Exercise goal: Rewrite the rows starting at the line containing "Where can the ear" and ending at the line containing "x=355, y=435", replacing "index finger" with "forefinger" and leaving everything else unchanged.
## start Records to use
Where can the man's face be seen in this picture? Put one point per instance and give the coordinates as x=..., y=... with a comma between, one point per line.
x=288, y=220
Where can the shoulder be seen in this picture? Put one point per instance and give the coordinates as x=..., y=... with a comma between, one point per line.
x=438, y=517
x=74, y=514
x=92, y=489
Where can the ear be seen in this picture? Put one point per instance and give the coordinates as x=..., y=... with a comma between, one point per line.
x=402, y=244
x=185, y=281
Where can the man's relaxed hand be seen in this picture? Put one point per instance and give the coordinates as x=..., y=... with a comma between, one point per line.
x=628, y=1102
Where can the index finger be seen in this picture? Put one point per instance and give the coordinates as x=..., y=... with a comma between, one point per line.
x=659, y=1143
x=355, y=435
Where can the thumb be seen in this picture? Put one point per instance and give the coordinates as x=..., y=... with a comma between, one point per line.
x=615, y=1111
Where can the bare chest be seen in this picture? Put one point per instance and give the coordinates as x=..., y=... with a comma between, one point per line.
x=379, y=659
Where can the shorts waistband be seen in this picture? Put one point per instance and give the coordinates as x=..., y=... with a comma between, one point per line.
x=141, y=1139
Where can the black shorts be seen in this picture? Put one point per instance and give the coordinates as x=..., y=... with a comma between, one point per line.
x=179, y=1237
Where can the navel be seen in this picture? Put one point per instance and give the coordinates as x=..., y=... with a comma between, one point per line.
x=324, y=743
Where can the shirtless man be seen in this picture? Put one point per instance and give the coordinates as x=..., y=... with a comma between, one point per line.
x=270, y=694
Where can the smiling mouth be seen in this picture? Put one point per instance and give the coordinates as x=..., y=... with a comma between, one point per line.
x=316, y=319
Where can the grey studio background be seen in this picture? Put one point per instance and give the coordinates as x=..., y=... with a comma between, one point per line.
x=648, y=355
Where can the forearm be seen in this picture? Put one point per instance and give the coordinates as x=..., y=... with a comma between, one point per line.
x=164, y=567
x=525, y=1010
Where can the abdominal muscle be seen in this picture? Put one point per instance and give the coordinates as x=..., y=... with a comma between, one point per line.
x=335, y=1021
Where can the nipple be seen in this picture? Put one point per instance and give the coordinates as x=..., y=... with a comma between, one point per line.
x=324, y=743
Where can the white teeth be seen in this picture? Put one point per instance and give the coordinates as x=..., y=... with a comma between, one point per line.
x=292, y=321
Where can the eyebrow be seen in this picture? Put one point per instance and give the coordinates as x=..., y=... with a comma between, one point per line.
## end Records to use
Solved exercise:
Where can the ear be seen in this picture? Put one point per instance and give the coordinates as x=..., y=... with a comma between, one point per line.
x=402, y=244
x=185, y=281
Where can the man's relaxed hand be seen in this picture? Put one point per instance and give the coordinates as x=..., y=... with a comma between, one point per line.
x=628, y=1102
Where can the forefinger be seen in this picture? Put one point per instance and give the coordinates as x=..., y=... with a comma between, one point per line.
x=659, y=1143
x=355, y=435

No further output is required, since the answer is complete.